- READING TEXT -
◆ ◆ ◆ ◆

Purebreds To "Rasse" Theory: A German Critique Of Dog Breeding

Just like ideas about racial theory, the notion of seeking purebred dogs is a relatively recent human invention. This animal eugenics project came from a fantasy of recreating a glorious past and has done irreparable harm to canines. A German

Photo of a four dogs, including two dalmatians, on leashes

No one flinches when we refer to dogs, horses or cows as purebreds, and if a friend’s new dog is a rescue, we see no problem in calling it a mongrel or crossbreed.

Wieland Freund

BERLIN — Some words always seem to find a way to sneak through. We have created a whole raft of embargoes and decrees about the term race: We prefer to say ethnicity, although that isn’t always much better. In Germany, we sometimes use the English word race rather than our mother tongue’s Rasse.

But Rasse crops up in places where English native speakers might not expect to find it. If, on a walk through the woods, the park or around town, a German meets a dog that doesn’t clearly fit into a neat category of Labrador, dachshund or Dalmatian, they forget all their misgivings about the term and may well ask the person holding the lead what race of dog it is.

Although we have turned our back on the shameful racial theories of the 19th and 20th centuries, the idea of an “encyclopedia of purebred dogs” or a dog handler who promises an overview of almost “all breeds” (in German, “all races”) has somehow remained inoffensive.

◆ ◆ ◆ ◆

- DATA PROVIDED -

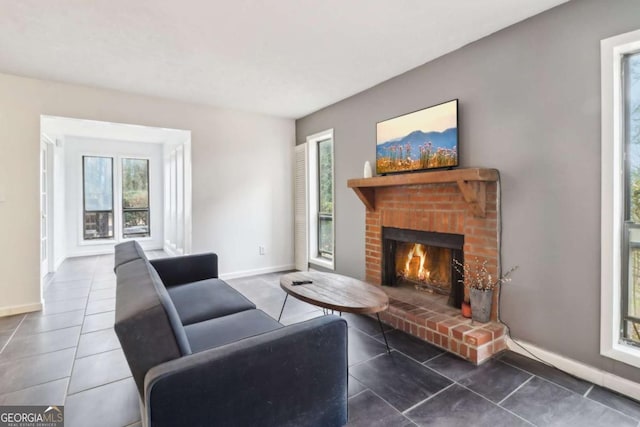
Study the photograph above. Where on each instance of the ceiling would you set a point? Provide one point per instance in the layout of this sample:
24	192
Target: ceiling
285	58
60	127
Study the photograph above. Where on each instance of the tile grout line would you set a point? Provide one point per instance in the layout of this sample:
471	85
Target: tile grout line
499	406
73	364
588	390
13	334
98	385
427	399
515	390
547	379
35	385
387	402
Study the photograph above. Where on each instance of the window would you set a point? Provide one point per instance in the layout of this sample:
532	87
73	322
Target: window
620	307
135	198
98	197
631	228
320	198
325	198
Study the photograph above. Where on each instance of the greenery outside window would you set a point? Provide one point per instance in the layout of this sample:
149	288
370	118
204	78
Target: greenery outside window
631	224
97	183
620	199
135	198
320	200
325	196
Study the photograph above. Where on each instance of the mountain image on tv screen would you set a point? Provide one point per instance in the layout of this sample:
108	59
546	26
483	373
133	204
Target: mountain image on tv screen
425	139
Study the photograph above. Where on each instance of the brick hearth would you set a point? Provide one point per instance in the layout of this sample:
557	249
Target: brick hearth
454	203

◆ ◆ ◆ ◆

- EXERCISE OBJECTIVE -
Could you write out the dog breeding text again, starting with "Wieland Freund" and going on through "mother tongue’s Rasse.", swapping "embargoes" for "bans"?

- RESULT OF THIS EXERCISE -
Wieland Freund

BERLIN — Some words always seem to find a way to sneak through. We have created a whole raft of bans and decrees about the term race: We prefer to say ethnicity, although that isn’t always much better. In Germany, we sometimes use the English word race rather than our mother tongue’s Rasse.